__Document text__
--- START ---

Steam was the key to the engines of the first self-powered road vehicles (credit Frenchman Nicolas Joseph Cugnot with “first honors” in 1769). Gottlieb Daimler and Karl Benz among others made their own important contributions to the development of successful, practical gasoline-powered vehicles that (along with Diesel-powered engines) gave us the age of modern cars and modern driving.
Those technologies and those fuels have dominated the transportation industry for decades and generations.
But significant shifts and cracks in that dominance are appearing.
Item: Tesla, the (premium-priced) all-electric car company, is readying release of its “most affordable car yet”–the $35,000 Model 3 that seats 5, speeds from zero to 60 in under six seconds, and scores 215 miles per charge.
Item: In what’s probably the boldest move towards electrification by a major automaker, Volvo announced all its new models starting in 2019 would be either fully electric or hybrid, a decision that essentially ends Volvo’s production of internal combustion-only engines for new models.
(It was reported that older Volvo models still in production by 2019 and beyond will have the option to be produced as strictly gas engines.) “This announcement marks the end of the solely combustion engine-powered car,” said Håkan Samuelsson, Volvo Car Group’s President and CEO. “We are convinced that the future of Volvo is electric. This is about the customer,” he said, adding, “People increasingly demand electrified cars and we want to respond to our customers’ current and future needs.”
Item: In the midst of the contentious Paris Climate Accord, France says (in an announcement a day after Volvo’s news) it’s preparing to end the sale of gasoline and diesel vehicles by 2040 as a way of reaching its emissions targets under the agreement.
Nicolas Hulot, the Ecology Minister under new French President Emmanuel Macron, called the plan a “veritable revolution.”
France is the leading manufacturer of electric vehicles sold in Europe, although hybrids and electrics represent only 3.6 percent of new cars registered in Western Europe in 2016.

--- END ---

__Aim of the task__
Could you rewrite the part of the passage on the shift toward electric cars that opens with the words containing "Those technologies and" and closes with "dominance are appearing.", putting "supremacy" in place of "dominance"? The material after this point is separate from the passage on the shift toward electric cars.

__Data extract__
--- START ---

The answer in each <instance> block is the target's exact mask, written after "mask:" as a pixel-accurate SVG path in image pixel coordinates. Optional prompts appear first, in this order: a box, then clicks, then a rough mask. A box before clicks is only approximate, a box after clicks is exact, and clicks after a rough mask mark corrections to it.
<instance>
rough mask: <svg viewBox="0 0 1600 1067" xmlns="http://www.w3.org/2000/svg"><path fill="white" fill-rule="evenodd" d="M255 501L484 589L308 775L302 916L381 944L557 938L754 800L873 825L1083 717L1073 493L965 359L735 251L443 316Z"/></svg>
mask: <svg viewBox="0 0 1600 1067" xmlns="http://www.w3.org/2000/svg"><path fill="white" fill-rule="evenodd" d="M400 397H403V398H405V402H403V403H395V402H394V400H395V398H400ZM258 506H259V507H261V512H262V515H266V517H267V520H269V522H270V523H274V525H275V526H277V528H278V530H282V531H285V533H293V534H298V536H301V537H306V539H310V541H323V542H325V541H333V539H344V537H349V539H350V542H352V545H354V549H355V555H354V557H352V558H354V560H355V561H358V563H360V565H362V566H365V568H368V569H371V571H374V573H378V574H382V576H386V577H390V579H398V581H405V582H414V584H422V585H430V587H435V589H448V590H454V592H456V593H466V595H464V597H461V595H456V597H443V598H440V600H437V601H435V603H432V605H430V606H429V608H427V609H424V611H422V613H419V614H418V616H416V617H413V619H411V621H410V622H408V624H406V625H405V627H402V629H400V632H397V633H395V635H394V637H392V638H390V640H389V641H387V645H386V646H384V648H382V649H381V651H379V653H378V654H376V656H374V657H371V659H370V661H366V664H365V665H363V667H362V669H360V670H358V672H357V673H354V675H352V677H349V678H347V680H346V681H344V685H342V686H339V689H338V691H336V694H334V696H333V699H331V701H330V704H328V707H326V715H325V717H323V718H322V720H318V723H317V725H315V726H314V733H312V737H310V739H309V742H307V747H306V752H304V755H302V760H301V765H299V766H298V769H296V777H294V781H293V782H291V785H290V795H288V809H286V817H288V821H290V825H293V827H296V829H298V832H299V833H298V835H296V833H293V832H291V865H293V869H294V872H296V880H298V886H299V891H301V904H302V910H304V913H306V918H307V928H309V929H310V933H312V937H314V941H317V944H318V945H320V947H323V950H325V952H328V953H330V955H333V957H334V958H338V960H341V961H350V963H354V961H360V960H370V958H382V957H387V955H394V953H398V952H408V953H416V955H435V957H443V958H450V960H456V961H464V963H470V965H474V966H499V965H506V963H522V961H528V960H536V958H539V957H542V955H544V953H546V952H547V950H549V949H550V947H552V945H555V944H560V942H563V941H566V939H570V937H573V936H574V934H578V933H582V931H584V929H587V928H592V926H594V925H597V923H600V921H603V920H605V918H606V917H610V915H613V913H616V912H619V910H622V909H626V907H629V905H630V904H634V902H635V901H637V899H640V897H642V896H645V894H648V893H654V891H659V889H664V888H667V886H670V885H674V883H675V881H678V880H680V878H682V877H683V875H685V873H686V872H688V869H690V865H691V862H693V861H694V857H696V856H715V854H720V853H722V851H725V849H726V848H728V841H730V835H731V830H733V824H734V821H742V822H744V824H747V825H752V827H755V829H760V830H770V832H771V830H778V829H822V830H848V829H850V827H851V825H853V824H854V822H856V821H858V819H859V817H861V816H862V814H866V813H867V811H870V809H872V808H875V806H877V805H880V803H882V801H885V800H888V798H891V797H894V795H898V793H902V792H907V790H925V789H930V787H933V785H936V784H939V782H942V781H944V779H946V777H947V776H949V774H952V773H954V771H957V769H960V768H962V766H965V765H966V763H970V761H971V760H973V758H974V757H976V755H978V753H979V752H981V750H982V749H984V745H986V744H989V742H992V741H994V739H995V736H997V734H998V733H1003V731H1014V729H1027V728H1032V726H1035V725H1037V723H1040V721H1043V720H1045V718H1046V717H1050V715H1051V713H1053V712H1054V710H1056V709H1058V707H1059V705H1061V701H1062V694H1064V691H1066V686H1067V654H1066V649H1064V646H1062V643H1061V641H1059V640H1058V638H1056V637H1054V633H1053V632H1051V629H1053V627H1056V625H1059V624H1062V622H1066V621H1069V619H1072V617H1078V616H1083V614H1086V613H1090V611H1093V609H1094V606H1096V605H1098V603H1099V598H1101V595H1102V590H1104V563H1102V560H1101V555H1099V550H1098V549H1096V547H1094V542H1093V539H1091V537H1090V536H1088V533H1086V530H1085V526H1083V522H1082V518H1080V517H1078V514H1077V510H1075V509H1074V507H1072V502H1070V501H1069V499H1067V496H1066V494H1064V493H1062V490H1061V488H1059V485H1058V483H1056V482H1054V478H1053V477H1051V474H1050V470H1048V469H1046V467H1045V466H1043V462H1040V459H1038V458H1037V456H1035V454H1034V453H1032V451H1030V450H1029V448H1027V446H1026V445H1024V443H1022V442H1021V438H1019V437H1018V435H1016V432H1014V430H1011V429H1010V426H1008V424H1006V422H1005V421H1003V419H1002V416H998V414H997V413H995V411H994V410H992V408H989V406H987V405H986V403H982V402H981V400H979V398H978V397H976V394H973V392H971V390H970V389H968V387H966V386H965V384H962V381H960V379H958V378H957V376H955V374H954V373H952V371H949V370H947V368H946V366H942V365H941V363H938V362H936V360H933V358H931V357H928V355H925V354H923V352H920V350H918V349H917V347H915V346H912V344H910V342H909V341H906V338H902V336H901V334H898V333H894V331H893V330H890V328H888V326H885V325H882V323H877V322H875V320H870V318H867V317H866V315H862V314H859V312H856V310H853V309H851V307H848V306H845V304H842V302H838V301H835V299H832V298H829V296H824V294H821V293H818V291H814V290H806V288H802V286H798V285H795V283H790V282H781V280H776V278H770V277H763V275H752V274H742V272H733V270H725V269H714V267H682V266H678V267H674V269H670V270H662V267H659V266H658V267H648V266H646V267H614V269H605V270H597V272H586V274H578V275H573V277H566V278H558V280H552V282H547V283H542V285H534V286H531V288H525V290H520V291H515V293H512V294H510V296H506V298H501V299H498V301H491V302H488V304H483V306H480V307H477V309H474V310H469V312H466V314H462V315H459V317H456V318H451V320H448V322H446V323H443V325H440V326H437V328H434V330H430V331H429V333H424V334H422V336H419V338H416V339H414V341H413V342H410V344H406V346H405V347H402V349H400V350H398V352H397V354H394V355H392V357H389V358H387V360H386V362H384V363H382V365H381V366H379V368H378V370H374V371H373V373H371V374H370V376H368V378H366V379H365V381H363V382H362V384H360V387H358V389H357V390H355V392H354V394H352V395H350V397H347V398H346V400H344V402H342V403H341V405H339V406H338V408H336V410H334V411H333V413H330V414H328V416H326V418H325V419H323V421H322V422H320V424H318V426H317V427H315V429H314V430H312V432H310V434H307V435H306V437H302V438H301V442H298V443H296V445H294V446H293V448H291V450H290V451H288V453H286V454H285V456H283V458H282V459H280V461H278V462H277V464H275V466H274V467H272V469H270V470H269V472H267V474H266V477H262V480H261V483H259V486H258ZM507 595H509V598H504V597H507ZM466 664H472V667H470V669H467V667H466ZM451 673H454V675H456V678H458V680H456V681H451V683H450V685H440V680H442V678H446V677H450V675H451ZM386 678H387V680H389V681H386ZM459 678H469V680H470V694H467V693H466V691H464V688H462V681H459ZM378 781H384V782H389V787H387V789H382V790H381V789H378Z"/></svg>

--- END ---

__Result of the task__
Those technologies and those fuels have dominated the transportation industry for decades and generations.
But significant shifts and cracks in that supremacy are appearing.